**Exercise text**
──────
Extremely glad to be home. Although now the second job starts. OH is fishing and I have housework to do tonight. Don't feel like it but it must be done as I have too many things in the pipeline to do which would be affected if I did not do what I have to do tonight. Its a chain reaction.
Last night I gave in and did a little family history research. We don't know too much about my mum's dad's family as apparently they did not talk about relations or who was where not like we do today. Mum's Dad left home when she was about 10 years old which compounded matters. Not only was my Grandmother abandoned with ten children during the war years his family did not have much to do with them either. So I grew up knowing my Dad's parents and my mum's mum died when I was 17 months old. Even though I was so young I still remember her presence even though I don't have a visual of her apart from photographs. Apparently it was my Gran who got me into the habit of dipping my finger in the sugar!
That was not the end of the saga though. My grandparents never divorced and would have got back together as my Granddad asked if she would move to another town. She checked with the children and they did not want to move so as a result being the mum she was sacrificed her own happiness for that of her children. They never did divorce and my granddad actually attended her funeral. After her death he eventually remarried and ended up losing his second wife to cancer as well. Mum went to see them and then lost contact with them. I think she felt in a difficult position as if she was betraying her mum even though she loved her Dad. This is the simplistic run of events obviously matters were much more complicated than that.
──────
**Data to examine**
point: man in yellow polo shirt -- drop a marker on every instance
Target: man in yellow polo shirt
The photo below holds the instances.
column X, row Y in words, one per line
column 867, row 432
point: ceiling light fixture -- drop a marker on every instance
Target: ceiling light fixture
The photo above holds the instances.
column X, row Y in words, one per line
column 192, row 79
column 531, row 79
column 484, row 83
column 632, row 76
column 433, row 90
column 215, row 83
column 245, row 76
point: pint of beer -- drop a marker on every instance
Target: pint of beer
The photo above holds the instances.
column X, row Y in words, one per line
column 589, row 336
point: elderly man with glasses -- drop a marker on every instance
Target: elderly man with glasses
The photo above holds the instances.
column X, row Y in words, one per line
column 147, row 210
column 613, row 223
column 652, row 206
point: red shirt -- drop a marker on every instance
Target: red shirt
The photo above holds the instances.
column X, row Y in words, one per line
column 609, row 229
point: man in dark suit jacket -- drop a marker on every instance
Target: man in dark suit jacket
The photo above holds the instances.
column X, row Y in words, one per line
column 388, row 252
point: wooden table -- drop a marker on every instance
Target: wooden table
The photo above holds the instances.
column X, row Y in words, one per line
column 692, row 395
──────
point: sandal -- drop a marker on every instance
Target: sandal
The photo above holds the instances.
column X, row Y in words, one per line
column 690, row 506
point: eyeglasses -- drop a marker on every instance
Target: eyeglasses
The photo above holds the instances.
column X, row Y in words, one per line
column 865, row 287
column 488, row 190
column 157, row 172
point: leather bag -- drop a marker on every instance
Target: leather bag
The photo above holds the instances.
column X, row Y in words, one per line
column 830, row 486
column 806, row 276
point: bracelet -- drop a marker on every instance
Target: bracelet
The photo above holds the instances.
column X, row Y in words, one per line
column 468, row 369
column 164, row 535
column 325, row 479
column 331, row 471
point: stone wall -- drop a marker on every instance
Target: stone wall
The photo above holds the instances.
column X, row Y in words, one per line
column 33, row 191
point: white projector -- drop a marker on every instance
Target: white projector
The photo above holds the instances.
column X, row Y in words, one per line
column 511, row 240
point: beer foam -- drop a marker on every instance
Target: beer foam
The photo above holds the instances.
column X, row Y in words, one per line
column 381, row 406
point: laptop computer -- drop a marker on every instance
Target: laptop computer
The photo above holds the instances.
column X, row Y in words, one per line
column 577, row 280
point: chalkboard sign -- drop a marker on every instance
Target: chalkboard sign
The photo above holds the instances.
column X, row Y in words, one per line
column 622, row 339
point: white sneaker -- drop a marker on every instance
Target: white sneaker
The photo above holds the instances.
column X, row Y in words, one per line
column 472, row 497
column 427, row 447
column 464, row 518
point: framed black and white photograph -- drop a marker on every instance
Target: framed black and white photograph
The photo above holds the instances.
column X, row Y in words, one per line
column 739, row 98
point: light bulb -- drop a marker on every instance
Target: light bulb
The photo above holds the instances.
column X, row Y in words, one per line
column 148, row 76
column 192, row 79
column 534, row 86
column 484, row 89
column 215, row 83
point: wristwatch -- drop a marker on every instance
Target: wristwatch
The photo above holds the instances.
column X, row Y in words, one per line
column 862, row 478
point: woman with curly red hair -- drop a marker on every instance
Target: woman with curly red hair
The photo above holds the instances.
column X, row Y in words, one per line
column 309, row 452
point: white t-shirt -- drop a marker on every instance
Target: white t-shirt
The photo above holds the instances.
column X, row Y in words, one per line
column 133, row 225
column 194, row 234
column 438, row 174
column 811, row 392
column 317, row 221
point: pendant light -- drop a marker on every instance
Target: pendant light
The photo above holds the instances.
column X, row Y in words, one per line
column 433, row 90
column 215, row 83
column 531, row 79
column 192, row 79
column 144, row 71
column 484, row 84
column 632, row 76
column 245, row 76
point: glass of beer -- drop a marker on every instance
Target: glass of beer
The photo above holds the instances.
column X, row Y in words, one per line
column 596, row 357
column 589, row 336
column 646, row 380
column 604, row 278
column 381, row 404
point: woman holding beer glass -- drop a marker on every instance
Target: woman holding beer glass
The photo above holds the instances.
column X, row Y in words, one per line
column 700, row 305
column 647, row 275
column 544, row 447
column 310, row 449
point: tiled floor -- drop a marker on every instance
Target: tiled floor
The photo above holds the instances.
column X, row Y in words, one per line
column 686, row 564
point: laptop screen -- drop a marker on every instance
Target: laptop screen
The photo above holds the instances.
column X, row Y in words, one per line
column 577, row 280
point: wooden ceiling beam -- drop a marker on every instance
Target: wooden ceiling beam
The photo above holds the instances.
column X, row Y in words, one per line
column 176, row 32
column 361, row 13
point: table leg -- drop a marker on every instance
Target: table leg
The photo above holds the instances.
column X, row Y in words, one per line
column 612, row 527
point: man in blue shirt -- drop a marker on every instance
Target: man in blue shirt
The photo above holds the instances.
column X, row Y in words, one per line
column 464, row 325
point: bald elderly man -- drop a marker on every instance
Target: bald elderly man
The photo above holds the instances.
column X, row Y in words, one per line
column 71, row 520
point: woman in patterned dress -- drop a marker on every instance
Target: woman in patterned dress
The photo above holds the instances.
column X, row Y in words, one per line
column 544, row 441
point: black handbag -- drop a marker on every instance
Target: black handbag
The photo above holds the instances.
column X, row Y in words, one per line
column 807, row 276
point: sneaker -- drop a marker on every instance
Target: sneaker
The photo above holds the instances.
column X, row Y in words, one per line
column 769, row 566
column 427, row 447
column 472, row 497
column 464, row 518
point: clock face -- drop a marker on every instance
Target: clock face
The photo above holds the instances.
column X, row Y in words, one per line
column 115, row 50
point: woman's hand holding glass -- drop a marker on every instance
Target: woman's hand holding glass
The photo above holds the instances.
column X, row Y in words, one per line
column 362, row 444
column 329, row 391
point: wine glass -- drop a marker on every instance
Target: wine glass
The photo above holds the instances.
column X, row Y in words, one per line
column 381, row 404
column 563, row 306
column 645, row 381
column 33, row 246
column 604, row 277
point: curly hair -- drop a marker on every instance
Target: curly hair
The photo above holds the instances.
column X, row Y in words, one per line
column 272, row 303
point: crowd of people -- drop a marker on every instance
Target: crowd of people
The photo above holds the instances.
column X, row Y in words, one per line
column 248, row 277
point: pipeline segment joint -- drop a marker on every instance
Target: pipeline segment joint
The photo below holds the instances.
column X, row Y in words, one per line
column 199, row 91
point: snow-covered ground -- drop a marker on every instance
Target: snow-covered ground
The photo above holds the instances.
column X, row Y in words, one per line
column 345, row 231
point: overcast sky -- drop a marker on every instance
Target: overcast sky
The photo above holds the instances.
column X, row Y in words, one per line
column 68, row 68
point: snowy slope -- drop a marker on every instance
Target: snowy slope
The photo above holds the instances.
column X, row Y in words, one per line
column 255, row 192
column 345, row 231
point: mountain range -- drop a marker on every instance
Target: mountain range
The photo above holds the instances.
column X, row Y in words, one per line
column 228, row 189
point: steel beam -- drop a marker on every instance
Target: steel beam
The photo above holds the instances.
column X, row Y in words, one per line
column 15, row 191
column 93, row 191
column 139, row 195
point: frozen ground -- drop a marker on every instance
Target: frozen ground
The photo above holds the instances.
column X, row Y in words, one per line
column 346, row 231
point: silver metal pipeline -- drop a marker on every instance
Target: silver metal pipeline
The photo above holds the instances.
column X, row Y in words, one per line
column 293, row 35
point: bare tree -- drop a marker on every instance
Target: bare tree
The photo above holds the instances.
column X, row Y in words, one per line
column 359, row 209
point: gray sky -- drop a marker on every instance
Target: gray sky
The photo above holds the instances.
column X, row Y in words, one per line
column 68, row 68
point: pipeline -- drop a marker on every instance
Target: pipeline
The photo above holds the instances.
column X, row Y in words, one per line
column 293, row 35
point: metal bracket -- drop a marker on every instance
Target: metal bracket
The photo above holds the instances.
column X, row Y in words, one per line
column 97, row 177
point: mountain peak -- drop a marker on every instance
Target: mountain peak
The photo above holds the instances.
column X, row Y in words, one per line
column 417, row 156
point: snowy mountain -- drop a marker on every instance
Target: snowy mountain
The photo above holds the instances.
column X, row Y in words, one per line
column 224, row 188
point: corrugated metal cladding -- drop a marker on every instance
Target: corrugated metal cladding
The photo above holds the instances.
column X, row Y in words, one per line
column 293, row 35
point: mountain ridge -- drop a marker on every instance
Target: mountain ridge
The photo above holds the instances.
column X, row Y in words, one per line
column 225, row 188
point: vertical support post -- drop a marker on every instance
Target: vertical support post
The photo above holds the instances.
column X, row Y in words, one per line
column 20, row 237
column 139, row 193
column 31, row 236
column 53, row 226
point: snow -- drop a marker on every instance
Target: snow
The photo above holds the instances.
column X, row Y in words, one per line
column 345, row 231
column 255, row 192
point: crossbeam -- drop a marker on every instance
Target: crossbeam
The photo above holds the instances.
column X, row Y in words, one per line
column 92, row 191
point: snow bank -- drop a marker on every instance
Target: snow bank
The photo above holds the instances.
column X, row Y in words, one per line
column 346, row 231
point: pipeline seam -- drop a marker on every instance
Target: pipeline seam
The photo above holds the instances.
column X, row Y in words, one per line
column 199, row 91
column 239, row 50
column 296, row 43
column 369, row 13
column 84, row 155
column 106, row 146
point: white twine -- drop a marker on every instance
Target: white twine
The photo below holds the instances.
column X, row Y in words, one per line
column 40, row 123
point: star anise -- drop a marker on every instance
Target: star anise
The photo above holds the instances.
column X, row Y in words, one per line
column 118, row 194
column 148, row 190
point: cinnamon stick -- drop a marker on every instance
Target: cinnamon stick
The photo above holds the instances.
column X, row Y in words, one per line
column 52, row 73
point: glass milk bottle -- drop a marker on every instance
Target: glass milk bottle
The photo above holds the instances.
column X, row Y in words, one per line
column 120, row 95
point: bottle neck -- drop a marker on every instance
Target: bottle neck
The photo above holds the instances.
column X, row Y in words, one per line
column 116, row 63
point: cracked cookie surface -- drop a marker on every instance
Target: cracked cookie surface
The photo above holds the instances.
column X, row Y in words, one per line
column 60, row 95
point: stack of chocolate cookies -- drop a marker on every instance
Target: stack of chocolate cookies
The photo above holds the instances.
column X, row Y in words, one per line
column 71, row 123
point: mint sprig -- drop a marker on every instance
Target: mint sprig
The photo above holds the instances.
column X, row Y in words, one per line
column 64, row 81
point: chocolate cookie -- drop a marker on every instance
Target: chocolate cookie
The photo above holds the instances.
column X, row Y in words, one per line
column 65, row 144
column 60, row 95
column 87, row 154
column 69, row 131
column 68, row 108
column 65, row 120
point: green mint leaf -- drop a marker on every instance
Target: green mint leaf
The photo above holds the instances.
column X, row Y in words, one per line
──────
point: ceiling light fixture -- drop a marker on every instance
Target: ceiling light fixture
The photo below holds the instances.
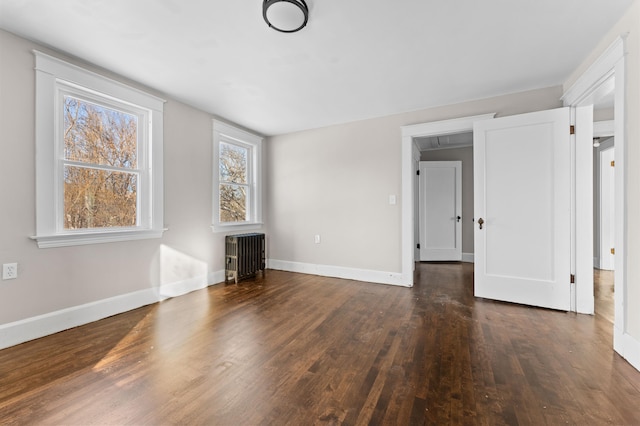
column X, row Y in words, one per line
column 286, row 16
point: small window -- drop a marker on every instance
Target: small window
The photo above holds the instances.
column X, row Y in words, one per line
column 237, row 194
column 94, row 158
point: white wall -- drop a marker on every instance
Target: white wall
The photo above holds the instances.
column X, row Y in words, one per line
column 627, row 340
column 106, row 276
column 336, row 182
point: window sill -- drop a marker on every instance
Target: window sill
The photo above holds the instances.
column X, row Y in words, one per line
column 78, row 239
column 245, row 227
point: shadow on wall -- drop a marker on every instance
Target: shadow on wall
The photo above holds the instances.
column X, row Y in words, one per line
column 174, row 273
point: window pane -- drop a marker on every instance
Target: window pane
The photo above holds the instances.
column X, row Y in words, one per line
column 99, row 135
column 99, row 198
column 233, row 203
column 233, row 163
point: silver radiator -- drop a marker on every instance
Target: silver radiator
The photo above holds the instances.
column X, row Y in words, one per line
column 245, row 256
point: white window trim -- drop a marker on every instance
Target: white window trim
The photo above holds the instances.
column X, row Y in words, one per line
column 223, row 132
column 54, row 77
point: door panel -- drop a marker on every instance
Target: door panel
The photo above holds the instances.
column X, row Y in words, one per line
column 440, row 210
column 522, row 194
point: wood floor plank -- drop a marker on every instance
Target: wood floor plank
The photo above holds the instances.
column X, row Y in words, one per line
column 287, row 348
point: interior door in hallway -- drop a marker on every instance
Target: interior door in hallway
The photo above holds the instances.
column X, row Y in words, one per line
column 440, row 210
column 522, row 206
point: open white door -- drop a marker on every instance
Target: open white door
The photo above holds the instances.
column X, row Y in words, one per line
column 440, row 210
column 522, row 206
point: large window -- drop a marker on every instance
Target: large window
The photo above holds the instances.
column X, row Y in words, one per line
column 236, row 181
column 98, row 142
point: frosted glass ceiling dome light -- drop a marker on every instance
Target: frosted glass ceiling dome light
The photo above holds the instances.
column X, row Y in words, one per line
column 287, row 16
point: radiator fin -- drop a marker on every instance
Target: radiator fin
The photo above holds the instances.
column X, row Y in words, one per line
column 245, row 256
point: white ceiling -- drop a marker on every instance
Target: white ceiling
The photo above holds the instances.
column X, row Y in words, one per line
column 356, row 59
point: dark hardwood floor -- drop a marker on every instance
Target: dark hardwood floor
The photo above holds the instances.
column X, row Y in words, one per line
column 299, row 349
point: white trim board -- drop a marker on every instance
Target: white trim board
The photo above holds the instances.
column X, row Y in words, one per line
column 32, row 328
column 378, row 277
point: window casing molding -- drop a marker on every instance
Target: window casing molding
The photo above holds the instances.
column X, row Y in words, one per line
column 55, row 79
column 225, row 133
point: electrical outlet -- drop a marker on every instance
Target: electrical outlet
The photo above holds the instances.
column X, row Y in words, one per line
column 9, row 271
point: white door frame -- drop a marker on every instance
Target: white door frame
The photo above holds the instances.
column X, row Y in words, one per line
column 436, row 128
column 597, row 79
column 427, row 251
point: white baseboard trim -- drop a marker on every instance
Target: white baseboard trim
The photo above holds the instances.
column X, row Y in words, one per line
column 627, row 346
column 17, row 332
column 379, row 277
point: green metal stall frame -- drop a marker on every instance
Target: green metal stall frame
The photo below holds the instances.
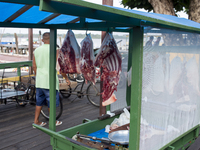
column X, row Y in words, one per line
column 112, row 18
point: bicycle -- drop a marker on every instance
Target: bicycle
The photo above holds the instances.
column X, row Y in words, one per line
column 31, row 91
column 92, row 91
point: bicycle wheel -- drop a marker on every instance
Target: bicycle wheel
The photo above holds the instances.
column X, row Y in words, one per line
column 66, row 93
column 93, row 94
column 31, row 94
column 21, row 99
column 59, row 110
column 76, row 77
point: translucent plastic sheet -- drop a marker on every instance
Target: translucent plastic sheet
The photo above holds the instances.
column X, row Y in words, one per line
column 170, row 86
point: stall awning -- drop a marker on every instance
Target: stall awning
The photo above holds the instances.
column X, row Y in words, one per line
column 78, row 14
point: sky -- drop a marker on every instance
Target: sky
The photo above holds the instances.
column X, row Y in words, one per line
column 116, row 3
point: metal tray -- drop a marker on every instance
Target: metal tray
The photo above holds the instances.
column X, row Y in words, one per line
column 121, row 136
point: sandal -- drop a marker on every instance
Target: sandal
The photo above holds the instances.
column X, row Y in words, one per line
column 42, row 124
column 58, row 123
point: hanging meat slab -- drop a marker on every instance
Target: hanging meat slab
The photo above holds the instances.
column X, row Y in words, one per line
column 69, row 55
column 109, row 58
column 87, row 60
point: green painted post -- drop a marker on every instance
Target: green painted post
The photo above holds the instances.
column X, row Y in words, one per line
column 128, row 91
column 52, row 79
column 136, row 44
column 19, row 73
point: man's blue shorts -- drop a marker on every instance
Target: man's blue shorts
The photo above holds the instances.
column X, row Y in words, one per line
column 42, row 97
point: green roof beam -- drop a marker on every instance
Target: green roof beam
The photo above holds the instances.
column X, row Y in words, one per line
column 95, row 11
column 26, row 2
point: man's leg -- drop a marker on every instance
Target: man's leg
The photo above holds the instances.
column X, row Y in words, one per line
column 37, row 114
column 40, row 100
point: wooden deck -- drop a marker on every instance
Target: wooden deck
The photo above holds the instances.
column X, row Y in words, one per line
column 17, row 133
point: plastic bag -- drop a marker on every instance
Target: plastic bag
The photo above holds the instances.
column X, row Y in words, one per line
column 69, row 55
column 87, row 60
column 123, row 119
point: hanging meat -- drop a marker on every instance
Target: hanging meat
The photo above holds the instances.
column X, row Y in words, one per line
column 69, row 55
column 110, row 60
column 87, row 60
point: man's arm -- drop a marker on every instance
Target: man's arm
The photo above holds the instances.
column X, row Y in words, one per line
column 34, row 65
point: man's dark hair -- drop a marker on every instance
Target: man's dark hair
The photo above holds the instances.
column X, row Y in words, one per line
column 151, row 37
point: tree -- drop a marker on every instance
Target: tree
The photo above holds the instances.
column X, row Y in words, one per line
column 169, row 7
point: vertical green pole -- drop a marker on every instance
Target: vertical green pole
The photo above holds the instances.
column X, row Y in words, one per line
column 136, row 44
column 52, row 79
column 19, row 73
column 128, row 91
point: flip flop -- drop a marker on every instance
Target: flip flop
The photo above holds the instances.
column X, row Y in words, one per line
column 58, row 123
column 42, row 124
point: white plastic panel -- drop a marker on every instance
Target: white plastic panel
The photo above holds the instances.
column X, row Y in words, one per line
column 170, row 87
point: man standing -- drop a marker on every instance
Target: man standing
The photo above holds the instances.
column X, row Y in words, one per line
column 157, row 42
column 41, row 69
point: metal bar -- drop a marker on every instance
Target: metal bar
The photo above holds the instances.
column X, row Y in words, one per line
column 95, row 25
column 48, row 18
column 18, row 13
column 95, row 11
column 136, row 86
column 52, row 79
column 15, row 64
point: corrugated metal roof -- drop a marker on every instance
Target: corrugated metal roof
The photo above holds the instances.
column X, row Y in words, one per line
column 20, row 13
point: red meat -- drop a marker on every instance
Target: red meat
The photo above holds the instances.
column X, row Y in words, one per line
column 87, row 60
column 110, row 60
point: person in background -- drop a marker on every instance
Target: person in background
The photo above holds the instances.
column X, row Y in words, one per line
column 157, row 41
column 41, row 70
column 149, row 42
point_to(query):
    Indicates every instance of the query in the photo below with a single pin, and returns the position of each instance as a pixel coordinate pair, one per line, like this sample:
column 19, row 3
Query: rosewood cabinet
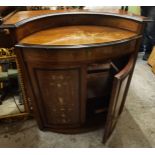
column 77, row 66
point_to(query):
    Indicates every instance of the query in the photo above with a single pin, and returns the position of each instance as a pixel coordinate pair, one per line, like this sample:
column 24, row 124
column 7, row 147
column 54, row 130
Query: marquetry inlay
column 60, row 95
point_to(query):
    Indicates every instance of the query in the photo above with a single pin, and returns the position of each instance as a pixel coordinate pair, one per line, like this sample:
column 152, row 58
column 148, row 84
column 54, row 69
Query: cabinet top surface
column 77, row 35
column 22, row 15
──────
**List of tasks**
1. In the blog post, how old was the writer when the mum's mum died?
2. Using the blog post, explain in one to three sentences why the writer's grandparents did not get back together.

**Results of the exercise**
1. The writer was 17 months old.

2. The granddad asked the grandmother to move to another town with him. She asked the children, and they did not want to move, so she gave up her own happiness for theirs.